Swap each occurrence of "side mirror" in the records for "wing mirror" and leave every other word unchanged.

__Extracted material__:
--- Start ---
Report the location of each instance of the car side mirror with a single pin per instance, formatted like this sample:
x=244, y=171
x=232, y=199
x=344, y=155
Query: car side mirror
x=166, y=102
--- End ---
__Exercise solution__:
Report the location of each instance of the car wing mirror with a single pin per instance, formatted like this sample:
x=244, y=171
x=232, y=199
x=344, y=155
Query: car wing mirror
x=166, y=102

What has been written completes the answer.